[START OF Supplied entries]

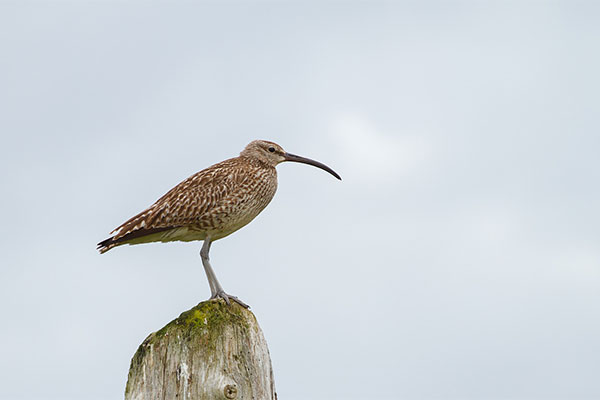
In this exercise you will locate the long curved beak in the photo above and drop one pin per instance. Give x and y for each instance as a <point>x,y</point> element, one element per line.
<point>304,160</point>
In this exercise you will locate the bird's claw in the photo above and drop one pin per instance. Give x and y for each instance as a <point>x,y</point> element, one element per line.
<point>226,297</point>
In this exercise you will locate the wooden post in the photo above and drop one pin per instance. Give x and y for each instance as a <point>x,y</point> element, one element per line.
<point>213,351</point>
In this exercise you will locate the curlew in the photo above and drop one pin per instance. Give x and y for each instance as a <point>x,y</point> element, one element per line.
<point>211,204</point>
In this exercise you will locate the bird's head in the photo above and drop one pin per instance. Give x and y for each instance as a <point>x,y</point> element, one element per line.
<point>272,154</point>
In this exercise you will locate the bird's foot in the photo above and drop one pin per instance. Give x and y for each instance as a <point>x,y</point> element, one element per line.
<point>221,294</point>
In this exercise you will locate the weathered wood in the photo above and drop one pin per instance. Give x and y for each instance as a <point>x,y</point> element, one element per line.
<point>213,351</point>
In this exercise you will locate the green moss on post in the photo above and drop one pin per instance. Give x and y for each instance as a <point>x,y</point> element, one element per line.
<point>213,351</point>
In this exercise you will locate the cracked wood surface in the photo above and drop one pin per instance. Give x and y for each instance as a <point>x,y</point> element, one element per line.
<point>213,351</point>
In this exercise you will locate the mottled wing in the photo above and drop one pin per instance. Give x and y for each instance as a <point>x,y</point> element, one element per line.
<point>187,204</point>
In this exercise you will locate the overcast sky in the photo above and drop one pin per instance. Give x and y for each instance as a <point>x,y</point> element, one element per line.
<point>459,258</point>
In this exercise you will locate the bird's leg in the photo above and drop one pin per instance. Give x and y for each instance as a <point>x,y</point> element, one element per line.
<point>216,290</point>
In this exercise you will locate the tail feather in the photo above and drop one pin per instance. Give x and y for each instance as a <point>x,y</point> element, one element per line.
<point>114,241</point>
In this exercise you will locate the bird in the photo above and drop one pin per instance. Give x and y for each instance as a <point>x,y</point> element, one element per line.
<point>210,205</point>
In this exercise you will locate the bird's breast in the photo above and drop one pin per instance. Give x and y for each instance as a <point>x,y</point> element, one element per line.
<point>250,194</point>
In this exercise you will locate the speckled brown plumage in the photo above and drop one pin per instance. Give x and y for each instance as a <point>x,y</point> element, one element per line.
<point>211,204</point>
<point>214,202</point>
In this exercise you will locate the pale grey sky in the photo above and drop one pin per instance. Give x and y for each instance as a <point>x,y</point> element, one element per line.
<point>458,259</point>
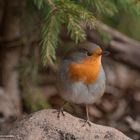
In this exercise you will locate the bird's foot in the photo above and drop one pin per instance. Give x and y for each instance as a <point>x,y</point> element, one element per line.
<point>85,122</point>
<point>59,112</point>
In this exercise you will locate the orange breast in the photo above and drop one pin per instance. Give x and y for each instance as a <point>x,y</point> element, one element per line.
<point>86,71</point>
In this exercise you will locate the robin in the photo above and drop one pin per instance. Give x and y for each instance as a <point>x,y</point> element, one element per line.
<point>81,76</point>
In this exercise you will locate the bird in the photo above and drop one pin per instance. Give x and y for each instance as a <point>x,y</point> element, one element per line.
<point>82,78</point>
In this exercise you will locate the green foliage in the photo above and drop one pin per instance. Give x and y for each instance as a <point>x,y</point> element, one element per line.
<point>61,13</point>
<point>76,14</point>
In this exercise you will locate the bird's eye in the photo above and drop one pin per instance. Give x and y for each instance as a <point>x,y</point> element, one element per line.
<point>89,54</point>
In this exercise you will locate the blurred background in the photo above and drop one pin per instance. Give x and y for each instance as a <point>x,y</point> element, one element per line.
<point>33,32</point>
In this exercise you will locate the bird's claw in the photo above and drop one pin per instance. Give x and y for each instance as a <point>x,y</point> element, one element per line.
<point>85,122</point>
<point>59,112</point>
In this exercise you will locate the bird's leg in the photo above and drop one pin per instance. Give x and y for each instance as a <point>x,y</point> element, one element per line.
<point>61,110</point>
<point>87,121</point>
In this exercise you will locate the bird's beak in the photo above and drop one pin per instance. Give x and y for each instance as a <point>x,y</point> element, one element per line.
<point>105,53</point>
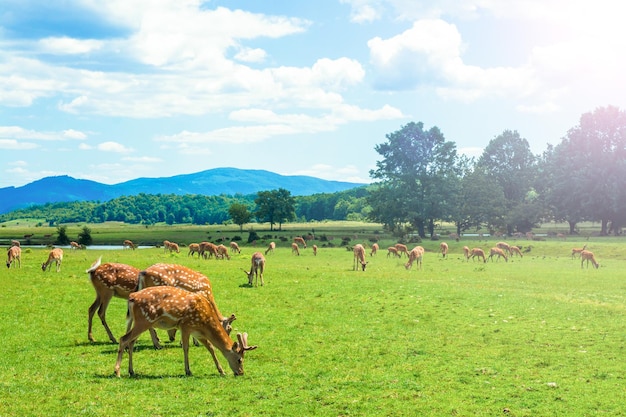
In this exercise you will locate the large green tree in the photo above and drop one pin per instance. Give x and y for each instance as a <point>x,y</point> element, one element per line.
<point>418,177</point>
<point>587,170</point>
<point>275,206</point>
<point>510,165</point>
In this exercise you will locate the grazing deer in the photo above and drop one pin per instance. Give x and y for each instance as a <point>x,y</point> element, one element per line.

[END OF Supplied entries]

▶ [What you are asked to do] Quote all of the data above verbatim, line for line, leaving out the pictures.

▶ [Task response]
In this exercise you will locate the long curved beak in the photo above and drop one pin per instance. Give x and y for each instance as a <point>x,y</point> element, one element per line.
<point>304,160</point>
In this exercise you will locate the bird's claw in the photo above and drop one pin per instance. Give x and y for each instance as a <point>x,y</point> element, one element per line.
<point>226,297</point>
In this exercise you will locate the wooden post in the photo above and drop one pin per instance. Give x and y for each instance as a <point>x,y</point> element, one element per line.
<point>213,351</point>
In this exercise you will locate the curlew in the photo above and drop one pin per instance. Give x and y for each instance as a <point>x,y</point> element, one element per line.
<point>211,204</point>
In this exercise you will locate the bird's head in the photo above and drop one pin per instance. Give x and y for each instance as a <point>x,y</point> element, one element per line.
<point>272,154</point>
In this exercise you will locate the bird's foot in the photo above and drop one pin per instance. Give x and y for each instance as a <point>x,y</point> element, one element per line.
<point>221,294</point>
In this exercise you will locate the weathered wood in the photo above and drop one pin per instance. Give x and y for each instance as a <point>x,y</point> element, one element per line.
<point>213,351</point>
In this exercise you will locate the green moss on post in the photo above and drop one pin per instance. Give x and y for each instance as a <point>x,y</point> element, one element per line.
<point>213,351</point>
In this exercise you will locate the cracked wood surface in the photo above and drop one pin per instance. Give x and y for each instance as a <point>x,y</point> element, one element per line.
<point>213,351</point>
In this exercise you will locate the mottled wing in the photo above and drop one pin per instance. Give x and y for each instance as a <point>x,y</point> element, one element per line.
<point>187,204</point>
In this exercise you will locate the overcast sky in the photo above and drop one pin per instance. Give x and y for each instance as a <point>x,y</point> element, one element per line.
<point>459,258</point>
In this exercise you will locate the bird's leg in the photo above and drop one pin per instance. Give x and y for each instance as a <point>x,y</point> element, one element per line.
<point>216,290</point>
In this exercise you will locate the tail feather in the photo above and drop one pin per instance. Give x and y for each instance as a <point>x,y</point> element, one element per line.
<point>114,241</point>
In this exercise you will locate the bird in the photo above and drop one pin per instance. Give x and y for each instance as a <point>x,y</point> element, one element per line.
<point>210,205</point>
In this exercise you will locate the bird's breast in the photo above and drop one pin per instance. Give x and y for each instance as a <point>x,y</point> element, one element per line.
<point>250,194</point>
In this exercise you will locate the speckled brown plumage in the photo above and drop one pin per instance. Give x and y for each instance as a <point>x,y</point> element, one element per line.
<point>211,204</point>
<point>214,202</point>
In this exercise you will locate the pale grey sky in the photo above and drop one pin per instance. Give x and y for each instance as a <point>x,y</point> element, one element per line.
<point>458,259</point>
In this exercise you will locate the bird's foot in the photo above and drop one pin per instance. Give x and y for each instance as a <point>x,y</point> element, one element per line.
<point>85,122</point>
<point>59,112</point>
In this exercise you will locate the orange breast in the photo above and drop one pin per instance. Give x and y for each instance as a <point>x,y</point> element, one element per line.
<point>86,71</point>
In this exercise you will locate the robin in the photo above and drop one pin per instance. Give x and y for each instance as a <point>x,y</point> element, one element per line.
<point>81,76</point>
In this exercise you will locate the bird in the photo above and drop one pin per instance. Give x and y for each instance as a <point>x,y</point> element, one element per line.
<point>82,78</point>
In this exercise you will locate the green foliage in the photo above and drop one pin per instance. Give x and y for each instance as a <point>x,y</point> element, one element per line.
<point>61,13</point>
<point>76,14</point>
In this exercise you will locate the bird's eye in the photo above and drop one pin per instance. Give x and y for each instance as a <point>x,y</point> element, one element per line.
<point>89,54</point>
In this exercise you will locate the blurred background in the photo above and drop one pin per instance. Give x and y for each instance as a <point>x,y</point> element, one element per line.
<point>33,32</point>
In this exercise you will locate the bird's claw in the photo above and drop one pin per instance. Give x and y for each instance as a <point>x,y</point> element, one element per line.
<point>85,122</point>
<point>59,112</point>
In this exercise you will locate the bird's leg in the photo above and drop one pin per instance. Give x and y for each instance as a <point>x,y</point> element, one element per line.
<point>61,110</point>
<point>87,121</point>
In this exercise you will locate the bird's beak in the photo above and drop one pin per instance. Give x and y for each instance as a <point>x,y</point> element, one element per line.
<point>105,53</point>
In this exercise you will locate the large green tree in the photo above and drop one pin per instance. Give x and y for each instance as a <point>x,y</point> element, one element per line.
<point>418,177</point>
<point>587,170</point>
<point>275,206</point>
<point>510,165</point>
In this exercise you will locate the grazing deer in the photo above and drop one pin per instance. Give x and y for each instance as a <point>x,y</point> element, one element per line.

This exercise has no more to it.